* EXERCISE REQUIREMENTS
Resume the account of the Coast Guard cutter Campbell below, starting after its final sentence.

* DOCUMENT
Campbell fought on as the engine room took on water. The crew brought to bear their searchlights and heavy weapons on U-606 and fought the Nazi predator on the surface. An all-black gun crew manning Campbell’s three-inch battery, under gun captain Louis Etheridge, focused their fire on the submarine’s deck and conning tower. The gun crewmembers were later recognized for their heroism and Etheridge became the service’s first African-American Bronze Star Medal recipient.
While Coast Guard Cutter Campbell’s gun crews dueled with Nazi-manned U-606, the rest of the crew raced against time as the engine room filled with salt water. The water finally reached Campbell’s electrical system shorting the circuits and dowsing the searchlights. Luckily, the U-boat had been rendered defenseless at the same time the cutter lost power. The U-boat commander ordered U-606 abandoned and Campbell’s guns ceased fire. The disabled cutter lowered its boats and rescued five of the Nazi submariners.
After the battle, Campbell’s crew continued to fight only this time it was for the very survival of their cutter. Cmdr. James Hirshfield believed he could lose his ship, so after offloading his prisoners he transferred to another ship the 50 rescued merchant mariners and all non-essential crewmembers. The cutter sat powerless in the open ocean while the convoy pressed on to its destination. Meanwhile, a skeleton crew jury-rigged a patch they placed over the gash in Campbell’s hull stemming the flow of water into the engine room. Finally, after wallowing in the North Atlantic for four days, the cutter received a tow to St. John’s, Newfoundland. For his actions during and after the Battle of Convoy ON-166, Hirshfield was awarded the Navy Cross Medal, one of only a handful awarded to Coast Guardsmen during the war. He later became a vice admiral and two-term assistant commandant of the Coast Guard.
U.S. Coast Guard Cutter Campbell's famed canine mascot "Sinbad", who was appointed Chief Petty Officer Dog, served aboard Campbell throughout World War II and becoming internationally famous. (U.S. Coast Guard courtesy photo)
Later, Campbell was fully repaired and re-gained its place of pride within the convoy escort fleet. It was during this wartime service that a furry member of the crew, the dog “Sinbad,” became one of the most famous mascots in the history of the U.S. military. The subject of film, magazine stories, advertising and a book, Sinbad enlisted a year after Campbell’s commissioning and served loyally throughout the cutter’s wartime career remaining aboard Campbell even when many of its crew were evacuated after battling U-606. Sinbad served in the Coast Guard until his death in 1951 achieving the rate of K9C, Chief Petty Officer, Dog. He had served aboard Campbell for nearly a dozen years.

* DATA ENTRIES

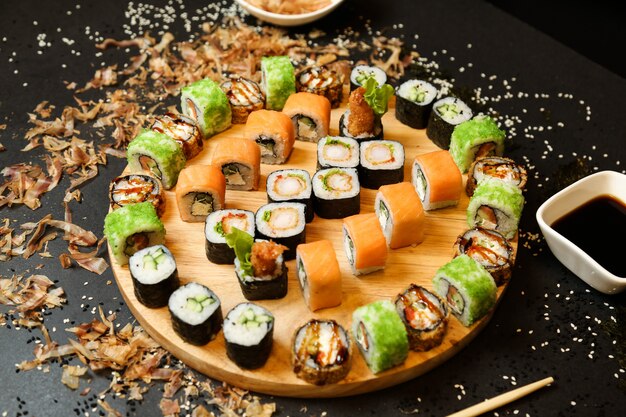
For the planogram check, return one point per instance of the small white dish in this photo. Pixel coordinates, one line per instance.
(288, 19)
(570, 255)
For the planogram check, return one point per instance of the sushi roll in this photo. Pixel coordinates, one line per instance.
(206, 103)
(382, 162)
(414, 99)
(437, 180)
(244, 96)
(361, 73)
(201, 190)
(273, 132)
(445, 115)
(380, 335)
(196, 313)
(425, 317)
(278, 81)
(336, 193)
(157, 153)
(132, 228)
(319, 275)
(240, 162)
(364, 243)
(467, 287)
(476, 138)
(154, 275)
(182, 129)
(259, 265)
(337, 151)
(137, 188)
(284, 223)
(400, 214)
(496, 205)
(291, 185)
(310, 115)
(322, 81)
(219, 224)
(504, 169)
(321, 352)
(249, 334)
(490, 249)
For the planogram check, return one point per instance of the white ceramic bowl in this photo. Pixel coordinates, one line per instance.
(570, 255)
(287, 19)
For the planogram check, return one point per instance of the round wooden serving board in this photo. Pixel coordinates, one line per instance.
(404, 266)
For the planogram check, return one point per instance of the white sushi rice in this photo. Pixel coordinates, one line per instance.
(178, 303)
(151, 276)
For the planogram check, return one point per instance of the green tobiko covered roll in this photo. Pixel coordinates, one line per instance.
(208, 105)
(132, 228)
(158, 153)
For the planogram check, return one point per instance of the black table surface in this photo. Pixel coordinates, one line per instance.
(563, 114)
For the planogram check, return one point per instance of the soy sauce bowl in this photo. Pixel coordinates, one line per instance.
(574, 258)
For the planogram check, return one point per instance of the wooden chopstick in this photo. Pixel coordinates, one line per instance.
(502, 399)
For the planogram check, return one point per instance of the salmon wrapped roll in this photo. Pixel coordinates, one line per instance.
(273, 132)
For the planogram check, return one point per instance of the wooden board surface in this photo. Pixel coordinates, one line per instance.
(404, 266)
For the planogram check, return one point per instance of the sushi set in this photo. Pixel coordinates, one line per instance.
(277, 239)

==

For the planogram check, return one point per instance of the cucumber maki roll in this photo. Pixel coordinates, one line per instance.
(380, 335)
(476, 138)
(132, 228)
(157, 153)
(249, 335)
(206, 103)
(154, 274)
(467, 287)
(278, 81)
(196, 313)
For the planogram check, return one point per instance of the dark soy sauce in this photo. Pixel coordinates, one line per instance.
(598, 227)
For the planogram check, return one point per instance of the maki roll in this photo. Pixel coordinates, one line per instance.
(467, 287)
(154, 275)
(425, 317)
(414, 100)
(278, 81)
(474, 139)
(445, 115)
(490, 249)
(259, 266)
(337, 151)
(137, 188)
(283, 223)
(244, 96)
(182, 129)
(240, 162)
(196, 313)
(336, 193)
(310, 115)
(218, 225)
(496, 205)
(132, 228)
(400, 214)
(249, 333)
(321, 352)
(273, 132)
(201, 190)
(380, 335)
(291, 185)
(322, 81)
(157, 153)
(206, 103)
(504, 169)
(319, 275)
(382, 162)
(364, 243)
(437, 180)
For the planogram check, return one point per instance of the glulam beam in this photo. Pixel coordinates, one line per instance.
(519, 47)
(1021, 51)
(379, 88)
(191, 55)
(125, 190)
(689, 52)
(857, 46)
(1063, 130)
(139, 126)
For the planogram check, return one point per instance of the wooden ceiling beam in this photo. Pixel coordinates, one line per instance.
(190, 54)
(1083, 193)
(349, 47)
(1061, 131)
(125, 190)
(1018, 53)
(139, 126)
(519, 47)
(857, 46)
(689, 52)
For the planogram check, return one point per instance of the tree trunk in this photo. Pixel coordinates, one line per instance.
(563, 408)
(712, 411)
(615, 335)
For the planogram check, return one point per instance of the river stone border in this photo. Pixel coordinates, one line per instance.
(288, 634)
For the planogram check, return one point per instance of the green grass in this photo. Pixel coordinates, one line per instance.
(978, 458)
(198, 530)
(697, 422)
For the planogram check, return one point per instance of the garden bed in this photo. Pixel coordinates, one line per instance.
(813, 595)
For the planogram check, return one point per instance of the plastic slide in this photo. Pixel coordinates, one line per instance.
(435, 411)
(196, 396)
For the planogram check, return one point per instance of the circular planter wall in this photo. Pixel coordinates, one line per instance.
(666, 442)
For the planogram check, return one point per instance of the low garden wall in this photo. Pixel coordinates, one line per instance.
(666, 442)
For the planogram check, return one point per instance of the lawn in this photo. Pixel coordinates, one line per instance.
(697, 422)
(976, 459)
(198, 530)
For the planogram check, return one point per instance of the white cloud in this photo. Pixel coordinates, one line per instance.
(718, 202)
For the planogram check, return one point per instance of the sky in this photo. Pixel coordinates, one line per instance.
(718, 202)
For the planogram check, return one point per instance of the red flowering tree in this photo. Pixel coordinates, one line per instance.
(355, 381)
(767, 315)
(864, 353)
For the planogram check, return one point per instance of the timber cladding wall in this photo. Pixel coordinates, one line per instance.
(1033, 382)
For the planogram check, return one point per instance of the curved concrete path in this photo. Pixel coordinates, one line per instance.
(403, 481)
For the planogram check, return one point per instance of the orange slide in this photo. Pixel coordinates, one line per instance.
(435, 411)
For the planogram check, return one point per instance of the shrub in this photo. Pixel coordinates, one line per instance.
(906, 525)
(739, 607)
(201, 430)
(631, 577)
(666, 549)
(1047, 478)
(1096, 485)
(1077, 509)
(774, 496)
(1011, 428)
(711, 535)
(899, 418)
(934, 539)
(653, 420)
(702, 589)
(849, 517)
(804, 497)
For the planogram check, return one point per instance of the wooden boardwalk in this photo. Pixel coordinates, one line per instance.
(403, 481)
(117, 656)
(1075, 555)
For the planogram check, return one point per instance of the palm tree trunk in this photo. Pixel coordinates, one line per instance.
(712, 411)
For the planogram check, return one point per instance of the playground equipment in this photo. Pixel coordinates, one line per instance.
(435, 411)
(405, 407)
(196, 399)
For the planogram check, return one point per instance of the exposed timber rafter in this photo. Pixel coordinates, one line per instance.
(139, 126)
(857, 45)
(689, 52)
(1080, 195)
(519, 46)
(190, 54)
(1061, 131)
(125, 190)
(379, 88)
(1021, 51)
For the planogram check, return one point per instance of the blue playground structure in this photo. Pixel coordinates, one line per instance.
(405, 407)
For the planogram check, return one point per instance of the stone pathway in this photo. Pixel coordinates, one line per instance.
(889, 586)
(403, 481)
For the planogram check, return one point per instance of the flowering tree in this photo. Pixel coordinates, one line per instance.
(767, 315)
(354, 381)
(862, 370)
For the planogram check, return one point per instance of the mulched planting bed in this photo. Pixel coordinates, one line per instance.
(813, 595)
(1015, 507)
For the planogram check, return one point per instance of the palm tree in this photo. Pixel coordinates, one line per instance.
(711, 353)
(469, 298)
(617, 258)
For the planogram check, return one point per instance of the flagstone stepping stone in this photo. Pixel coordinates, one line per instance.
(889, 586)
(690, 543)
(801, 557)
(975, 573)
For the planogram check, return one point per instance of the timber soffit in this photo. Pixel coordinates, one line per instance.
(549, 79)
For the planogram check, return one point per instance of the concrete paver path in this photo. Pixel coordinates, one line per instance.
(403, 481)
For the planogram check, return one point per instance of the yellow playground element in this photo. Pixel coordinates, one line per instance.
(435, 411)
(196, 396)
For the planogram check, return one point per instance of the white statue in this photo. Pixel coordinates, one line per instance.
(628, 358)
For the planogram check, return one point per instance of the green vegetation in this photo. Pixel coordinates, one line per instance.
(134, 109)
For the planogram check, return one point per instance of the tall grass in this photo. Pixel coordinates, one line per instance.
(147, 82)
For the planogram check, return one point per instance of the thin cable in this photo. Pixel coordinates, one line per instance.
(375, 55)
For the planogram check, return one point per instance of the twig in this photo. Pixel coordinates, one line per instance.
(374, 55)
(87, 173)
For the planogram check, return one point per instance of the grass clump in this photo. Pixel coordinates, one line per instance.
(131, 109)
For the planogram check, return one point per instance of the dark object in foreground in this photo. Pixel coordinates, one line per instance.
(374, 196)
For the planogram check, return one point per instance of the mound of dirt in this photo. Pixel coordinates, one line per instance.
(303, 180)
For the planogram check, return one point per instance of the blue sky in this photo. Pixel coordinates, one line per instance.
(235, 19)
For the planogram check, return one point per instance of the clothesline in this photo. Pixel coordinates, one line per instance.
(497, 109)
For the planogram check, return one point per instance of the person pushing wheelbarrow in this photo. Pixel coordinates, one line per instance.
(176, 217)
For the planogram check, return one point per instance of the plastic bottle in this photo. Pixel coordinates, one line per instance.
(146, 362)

--

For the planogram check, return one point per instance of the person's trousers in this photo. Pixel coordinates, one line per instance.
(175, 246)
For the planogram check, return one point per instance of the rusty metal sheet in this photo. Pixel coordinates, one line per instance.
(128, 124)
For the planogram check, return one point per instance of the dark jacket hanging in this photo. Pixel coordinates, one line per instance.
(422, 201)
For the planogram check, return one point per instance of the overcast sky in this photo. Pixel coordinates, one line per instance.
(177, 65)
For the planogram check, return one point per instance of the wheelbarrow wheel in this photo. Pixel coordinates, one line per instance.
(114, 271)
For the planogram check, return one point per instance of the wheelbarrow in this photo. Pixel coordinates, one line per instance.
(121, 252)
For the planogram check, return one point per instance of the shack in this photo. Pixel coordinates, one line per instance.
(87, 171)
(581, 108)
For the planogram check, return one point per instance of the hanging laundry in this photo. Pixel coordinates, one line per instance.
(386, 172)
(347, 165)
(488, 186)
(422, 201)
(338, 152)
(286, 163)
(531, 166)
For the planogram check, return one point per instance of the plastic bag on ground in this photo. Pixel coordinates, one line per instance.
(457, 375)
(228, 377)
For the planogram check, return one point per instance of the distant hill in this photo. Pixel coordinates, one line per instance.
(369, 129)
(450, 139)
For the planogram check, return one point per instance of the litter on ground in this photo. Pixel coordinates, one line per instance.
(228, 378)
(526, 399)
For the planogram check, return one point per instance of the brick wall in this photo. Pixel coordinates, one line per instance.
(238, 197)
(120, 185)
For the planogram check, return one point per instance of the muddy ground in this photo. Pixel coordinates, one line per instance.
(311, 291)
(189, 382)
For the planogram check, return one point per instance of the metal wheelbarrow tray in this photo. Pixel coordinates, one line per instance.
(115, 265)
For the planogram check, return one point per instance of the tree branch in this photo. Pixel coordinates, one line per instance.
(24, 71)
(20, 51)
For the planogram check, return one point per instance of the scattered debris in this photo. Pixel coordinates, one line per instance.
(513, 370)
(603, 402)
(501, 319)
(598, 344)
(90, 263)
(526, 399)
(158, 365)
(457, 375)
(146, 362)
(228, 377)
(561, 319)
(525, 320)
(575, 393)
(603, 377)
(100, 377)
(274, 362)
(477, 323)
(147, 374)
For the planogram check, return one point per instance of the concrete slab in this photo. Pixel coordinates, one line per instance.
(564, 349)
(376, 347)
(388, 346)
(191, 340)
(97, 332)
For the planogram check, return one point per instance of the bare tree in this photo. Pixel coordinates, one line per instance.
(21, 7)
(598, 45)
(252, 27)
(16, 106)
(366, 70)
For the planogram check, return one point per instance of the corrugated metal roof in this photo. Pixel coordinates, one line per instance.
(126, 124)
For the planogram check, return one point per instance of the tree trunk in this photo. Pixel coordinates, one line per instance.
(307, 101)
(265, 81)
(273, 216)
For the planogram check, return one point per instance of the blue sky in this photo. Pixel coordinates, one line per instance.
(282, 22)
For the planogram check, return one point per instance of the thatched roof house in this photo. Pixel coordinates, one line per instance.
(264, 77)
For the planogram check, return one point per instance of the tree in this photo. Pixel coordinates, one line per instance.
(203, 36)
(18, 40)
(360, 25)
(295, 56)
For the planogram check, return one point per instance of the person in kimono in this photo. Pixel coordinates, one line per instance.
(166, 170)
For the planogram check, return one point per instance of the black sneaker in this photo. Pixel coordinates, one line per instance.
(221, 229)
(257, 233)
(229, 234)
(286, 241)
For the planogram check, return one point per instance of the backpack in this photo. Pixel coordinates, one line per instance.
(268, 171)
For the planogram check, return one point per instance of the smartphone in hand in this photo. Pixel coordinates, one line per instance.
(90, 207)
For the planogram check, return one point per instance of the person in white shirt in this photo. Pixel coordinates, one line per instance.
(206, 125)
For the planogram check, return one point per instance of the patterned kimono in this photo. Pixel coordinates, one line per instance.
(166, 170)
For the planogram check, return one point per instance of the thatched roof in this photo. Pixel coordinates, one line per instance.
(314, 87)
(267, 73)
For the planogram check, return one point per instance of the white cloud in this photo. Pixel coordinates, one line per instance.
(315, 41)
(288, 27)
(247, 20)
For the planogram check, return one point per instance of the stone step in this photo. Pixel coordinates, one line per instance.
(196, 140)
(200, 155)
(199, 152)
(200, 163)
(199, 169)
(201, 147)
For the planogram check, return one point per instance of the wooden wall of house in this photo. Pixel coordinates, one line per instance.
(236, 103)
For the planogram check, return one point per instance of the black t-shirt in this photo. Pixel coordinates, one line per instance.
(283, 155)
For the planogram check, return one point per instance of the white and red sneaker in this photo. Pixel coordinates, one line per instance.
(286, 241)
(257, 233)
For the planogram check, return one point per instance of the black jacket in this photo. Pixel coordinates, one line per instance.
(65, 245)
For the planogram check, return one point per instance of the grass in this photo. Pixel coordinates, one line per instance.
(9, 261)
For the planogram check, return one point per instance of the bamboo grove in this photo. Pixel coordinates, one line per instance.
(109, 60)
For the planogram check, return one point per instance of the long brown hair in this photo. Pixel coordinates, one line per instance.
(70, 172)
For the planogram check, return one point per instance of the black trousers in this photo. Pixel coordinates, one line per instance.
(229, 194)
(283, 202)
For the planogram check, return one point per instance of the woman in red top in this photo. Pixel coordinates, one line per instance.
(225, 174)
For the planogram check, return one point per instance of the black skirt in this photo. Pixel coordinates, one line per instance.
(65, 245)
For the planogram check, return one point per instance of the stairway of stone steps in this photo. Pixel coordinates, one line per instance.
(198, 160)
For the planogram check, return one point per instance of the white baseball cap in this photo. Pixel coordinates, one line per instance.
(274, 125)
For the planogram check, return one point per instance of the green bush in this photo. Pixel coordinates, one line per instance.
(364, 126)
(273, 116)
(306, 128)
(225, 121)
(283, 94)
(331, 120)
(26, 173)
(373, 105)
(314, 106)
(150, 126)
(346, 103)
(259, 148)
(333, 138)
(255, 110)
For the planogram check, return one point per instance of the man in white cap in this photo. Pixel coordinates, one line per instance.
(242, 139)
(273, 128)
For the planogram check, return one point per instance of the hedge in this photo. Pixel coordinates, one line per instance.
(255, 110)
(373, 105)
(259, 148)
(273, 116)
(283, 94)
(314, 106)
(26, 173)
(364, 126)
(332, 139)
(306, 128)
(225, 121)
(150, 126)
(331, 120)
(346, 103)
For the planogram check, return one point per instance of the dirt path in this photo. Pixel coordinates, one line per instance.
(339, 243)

* ANSWER FOR THE TASK
Campbell continued to serve in the North Atlantic until Germany’s surrender in the spring of 1945. After that, the Navy transferred the ship to the Pacific Theater to serve as an amphibious flagship. After World War II, the cutter returned to peacetime duties under the Department of Treasury. Campbell was called up for combat action again for the conflicts in Korea and Vietnam. In Korea the cutter and its crew performed search and rescue operations and ocean station duty and, in Vietnam, provided naval gunfire support and patrolled Vietnam’s coastal waters. During Operation “Market Time,” Campbell destroyed or damaged 105 Viet Cong structures and steamed over 32,000 miles in the Vietnamese War Zone.
U.S. Coast Guard Cutter Campbell conducting one of many naval gunfire support missions during a tour in Vietnam. (U.S. Coast Guard courtesy photo)
After the war, Campbell returned home and performed search and rescue, law enforcement, military readiness and maritime interdiction duties. The cutter was homeported in New York City until 1969 before morning to Portland, Maine. In 1974, the cutter changed homeports again, this time to Port Angeles, Washington. There the ship continued its peacetime duties until decommissioning in 1982. At the time of its decommissioning, Campbell was the oldest vessel in the active-duty U.S. fleet. After decommissioning, the Coast Guard turned over Campbell to the U.S. Navy for use as a target. The Navy sank the vessel on Nov. 29, 1984, during a fleet readiness exercise in the waters off Hawaii.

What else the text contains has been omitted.